Objective »
Copy the 1932 All-Pacific Coast football team text below word for word, from its first line to its last.

The 1932 All-Pacific Coast football team consists of American football players chosen by various organizations for All-Pacific Coast teams for the 1932 college football season. The organizations selecting teams in 1932 included the Associated Press (AP), the Newspaper Enterprise Association, and the United Press (UP).

All-Pacific Coast selections

Quarterback
 Orville Mohler, USC (NEA-1; UP-1)
 Homer Griffith, USC (AP-1)

Halfbacks
 George Sander, Washington State (AP-1; NEA-1; UP-1)
 Hank Schaldach, California (AP-1; NEA-1)
 Sim, Stanford (UP-1)

Fullback
 Joe Keeble, UCLA (NEA-1)
 Angelo Brovelli, St. Mary's (California) (AP-1)
 Krause, Gonzaga (UP-1)

Ends
 Dave Nisbet, Washington (AP-1; NEA-1; UP-1)
 Ray Sparling, USC (NEA-1)
 Frank Slavich, Santa Clara (AP-1; UP-1)

Tackles
 Tay Brown, USC (AP-1; NEA-1; UP-1)
 Ernie Smith, USC (AP-1; NEA-1; UP-1)

Dataset entries »
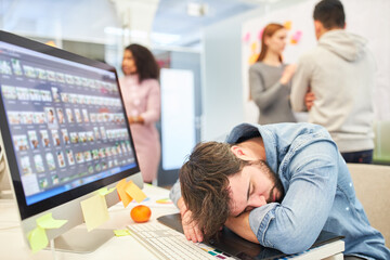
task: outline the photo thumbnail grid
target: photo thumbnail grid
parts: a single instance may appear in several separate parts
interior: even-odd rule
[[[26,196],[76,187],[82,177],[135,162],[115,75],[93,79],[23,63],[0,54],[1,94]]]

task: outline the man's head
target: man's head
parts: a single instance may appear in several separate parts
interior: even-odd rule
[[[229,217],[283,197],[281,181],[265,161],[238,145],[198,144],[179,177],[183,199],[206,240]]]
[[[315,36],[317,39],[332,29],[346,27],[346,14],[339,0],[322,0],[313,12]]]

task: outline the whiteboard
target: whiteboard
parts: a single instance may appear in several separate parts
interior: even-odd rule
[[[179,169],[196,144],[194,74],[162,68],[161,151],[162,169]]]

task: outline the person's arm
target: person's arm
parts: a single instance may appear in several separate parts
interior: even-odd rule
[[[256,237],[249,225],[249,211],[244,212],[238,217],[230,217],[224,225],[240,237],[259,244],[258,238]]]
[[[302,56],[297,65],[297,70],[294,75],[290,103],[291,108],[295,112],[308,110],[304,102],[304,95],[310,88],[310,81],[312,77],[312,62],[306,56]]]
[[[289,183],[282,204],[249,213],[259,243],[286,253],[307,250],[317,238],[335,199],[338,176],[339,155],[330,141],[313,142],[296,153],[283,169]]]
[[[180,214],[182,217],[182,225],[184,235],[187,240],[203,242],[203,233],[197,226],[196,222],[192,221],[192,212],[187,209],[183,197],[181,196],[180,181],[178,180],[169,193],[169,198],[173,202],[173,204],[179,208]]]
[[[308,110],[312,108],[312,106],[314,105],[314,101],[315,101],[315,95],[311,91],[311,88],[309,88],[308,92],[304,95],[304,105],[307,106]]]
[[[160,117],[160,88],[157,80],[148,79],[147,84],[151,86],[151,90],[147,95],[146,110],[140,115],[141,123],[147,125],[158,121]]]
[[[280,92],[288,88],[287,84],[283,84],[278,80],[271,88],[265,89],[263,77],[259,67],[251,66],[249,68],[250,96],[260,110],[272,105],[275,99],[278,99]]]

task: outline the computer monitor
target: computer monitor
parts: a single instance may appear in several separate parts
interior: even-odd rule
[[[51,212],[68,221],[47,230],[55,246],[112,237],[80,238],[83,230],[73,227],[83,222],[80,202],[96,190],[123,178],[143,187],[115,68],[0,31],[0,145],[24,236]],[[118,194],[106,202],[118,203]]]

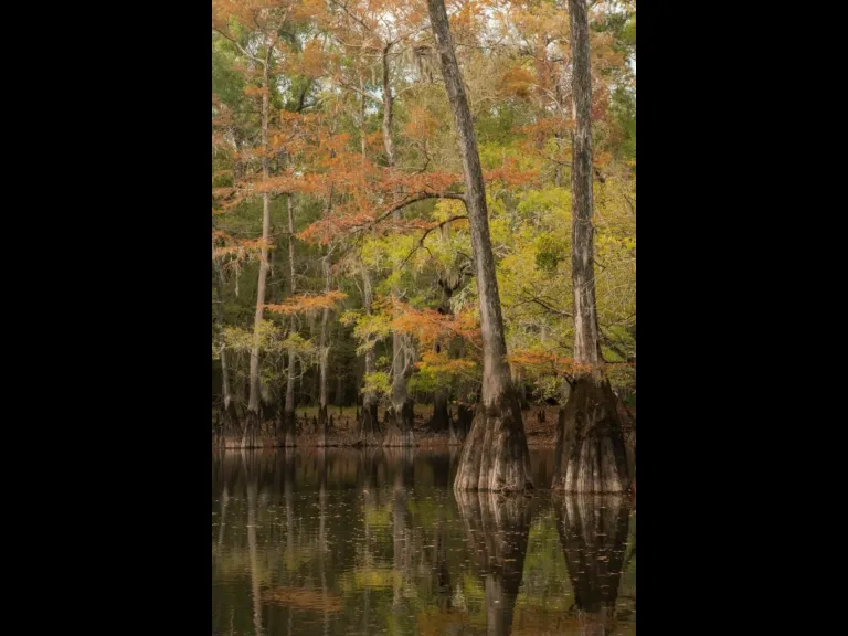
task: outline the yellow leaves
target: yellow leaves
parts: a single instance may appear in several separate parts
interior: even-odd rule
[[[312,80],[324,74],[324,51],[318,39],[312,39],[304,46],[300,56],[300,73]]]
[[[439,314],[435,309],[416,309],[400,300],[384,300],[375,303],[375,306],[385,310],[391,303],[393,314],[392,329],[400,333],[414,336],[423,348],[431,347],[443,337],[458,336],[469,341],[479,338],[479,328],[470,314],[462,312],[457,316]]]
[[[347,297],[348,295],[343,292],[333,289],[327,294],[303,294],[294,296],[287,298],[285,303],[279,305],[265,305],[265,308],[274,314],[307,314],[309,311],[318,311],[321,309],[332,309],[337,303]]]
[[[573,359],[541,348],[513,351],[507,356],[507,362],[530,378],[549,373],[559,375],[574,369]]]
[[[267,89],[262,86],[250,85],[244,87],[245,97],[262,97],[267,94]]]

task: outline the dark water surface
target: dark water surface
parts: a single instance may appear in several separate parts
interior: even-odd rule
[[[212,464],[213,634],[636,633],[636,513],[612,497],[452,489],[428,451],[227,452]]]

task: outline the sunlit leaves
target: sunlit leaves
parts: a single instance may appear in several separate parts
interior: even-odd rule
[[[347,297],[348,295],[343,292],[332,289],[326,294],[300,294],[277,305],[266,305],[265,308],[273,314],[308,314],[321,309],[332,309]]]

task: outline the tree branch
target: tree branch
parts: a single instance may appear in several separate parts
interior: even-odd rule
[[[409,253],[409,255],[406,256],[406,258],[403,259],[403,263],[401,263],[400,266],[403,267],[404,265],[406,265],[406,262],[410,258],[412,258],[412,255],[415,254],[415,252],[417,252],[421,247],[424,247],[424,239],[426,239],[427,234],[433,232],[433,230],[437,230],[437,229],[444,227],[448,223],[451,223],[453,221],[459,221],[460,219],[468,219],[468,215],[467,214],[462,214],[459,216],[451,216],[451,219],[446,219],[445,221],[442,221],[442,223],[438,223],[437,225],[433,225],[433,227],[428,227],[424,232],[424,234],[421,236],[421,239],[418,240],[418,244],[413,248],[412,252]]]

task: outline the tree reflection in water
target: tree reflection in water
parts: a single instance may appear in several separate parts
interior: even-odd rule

* * *

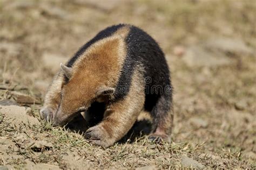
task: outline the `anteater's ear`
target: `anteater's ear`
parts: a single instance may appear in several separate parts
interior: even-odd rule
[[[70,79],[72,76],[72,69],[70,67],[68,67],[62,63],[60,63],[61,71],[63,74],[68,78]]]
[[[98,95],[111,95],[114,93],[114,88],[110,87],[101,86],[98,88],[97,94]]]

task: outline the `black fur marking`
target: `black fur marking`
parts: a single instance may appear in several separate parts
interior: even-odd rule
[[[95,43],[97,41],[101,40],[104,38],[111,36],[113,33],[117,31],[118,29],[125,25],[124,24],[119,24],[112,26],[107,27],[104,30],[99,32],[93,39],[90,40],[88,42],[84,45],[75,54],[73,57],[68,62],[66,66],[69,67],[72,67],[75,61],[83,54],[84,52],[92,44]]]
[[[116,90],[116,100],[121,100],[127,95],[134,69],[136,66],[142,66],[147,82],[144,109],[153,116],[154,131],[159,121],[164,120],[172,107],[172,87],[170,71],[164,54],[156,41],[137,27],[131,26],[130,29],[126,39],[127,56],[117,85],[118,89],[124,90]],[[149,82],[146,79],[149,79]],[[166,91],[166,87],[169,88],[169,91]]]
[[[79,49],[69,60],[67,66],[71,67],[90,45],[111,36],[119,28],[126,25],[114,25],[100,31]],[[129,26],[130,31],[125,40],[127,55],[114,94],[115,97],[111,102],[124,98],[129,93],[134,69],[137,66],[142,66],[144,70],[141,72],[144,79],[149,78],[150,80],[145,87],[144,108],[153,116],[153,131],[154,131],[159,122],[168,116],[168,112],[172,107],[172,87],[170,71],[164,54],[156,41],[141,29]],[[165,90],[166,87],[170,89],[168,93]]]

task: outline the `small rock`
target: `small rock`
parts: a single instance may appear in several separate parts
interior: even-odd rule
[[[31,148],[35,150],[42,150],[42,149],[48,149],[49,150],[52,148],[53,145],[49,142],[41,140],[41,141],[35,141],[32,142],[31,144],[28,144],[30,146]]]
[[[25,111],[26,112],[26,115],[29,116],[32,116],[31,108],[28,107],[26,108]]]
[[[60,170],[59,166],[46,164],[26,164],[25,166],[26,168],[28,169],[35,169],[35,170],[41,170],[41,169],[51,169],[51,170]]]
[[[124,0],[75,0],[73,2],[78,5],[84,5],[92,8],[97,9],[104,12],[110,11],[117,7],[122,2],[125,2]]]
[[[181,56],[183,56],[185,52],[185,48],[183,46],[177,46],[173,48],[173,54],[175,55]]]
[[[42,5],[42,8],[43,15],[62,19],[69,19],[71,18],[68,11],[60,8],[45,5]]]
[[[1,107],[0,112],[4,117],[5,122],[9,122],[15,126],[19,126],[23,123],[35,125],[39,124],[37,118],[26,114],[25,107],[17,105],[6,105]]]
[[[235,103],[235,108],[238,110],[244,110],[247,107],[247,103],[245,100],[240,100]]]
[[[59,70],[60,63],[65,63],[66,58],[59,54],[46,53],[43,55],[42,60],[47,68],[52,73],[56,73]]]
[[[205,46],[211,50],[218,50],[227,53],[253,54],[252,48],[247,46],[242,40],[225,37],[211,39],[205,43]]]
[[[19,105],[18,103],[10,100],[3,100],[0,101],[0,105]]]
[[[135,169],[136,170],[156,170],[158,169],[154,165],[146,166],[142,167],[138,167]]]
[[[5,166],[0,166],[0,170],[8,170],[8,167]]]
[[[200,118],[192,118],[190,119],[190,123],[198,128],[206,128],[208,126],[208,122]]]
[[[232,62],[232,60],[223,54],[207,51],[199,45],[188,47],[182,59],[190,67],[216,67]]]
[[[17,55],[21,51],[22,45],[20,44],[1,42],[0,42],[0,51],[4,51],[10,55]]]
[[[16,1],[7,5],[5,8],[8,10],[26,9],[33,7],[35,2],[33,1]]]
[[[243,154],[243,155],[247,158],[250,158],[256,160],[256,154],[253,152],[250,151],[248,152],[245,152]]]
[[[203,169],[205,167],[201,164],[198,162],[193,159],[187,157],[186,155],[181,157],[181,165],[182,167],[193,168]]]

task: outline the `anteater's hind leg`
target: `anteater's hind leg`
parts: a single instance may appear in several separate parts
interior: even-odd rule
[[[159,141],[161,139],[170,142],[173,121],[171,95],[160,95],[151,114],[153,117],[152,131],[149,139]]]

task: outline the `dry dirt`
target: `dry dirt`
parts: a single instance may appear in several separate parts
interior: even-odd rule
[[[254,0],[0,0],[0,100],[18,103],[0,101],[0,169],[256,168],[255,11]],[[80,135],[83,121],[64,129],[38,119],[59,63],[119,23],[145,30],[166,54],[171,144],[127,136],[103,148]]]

--

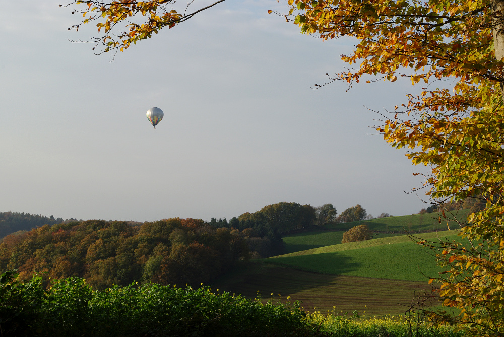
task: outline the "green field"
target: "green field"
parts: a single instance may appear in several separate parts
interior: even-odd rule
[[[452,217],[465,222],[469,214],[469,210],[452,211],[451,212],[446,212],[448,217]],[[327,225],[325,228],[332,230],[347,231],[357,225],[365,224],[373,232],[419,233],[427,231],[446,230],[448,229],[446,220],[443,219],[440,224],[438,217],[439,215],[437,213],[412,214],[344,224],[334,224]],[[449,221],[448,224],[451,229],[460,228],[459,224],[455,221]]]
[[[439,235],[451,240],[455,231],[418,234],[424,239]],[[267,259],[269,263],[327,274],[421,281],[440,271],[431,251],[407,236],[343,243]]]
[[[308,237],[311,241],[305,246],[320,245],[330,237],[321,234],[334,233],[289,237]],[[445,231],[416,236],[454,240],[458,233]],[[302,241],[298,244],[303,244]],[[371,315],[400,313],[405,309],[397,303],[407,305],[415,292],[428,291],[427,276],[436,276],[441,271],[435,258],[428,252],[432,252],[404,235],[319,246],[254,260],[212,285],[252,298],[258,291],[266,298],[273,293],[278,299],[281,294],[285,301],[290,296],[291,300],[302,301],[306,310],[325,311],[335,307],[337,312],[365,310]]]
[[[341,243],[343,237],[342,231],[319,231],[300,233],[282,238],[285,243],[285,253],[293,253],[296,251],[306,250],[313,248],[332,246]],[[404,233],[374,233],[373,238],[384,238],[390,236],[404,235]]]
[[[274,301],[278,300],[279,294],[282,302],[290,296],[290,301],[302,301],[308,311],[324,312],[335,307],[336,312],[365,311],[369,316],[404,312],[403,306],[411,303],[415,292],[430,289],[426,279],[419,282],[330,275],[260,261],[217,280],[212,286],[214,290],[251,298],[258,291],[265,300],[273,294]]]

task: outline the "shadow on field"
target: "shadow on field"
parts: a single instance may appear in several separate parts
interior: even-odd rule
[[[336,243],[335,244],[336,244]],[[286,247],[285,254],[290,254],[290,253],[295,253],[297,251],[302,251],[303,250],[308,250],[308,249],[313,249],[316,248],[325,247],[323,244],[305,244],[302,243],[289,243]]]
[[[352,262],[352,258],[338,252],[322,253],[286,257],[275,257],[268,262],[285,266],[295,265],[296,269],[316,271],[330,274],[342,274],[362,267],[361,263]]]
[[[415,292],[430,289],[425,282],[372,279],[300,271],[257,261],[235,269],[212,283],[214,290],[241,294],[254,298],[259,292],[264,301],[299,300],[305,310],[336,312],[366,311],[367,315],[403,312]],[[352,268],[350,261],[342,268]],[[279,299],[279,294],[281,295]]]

Exercise response »
The 1932 All-Pacific Coast football team consists of American football players chosen by various organizations for All-Pacific Coast teams for the 1932 college football season. The organizations selecting teams in 1932 included the Associated Press (AP), the Newspaper Enterprise Association, and the United Press (UP).

All-Pacific Coast selections

Quarterback
 Orville Mohler, USC (NEA-1; UP-1)
 Homer Griffith, USC (AP-1)

Halfbacks
 George Sander, Washington State (AP-1; NEA-1; UP-1)
 Hank Schaldach, California (AP-1; NEA-1)
 Sim, Stanford (UP-1)

Fullback
 Joe Keeble, UCLA (NEA-1)
 Angelo Brovelli, St. Mary's (California) (AP-1)
 Krause, Gonzaga (UP-1)

Ends
 Dave Nisbet, Washington (AP-1; NEA-1; UP-1)
 Ray Sparling, USC (NEA-1)
 Frank Slavich, Santa Clara (AP-1; UP-1)

Tackles
 Tay Brown, USC (AP-1; NEA-1; UP-1)
 Ernie Smith, USC (AP-1; NEA-1; UP-1)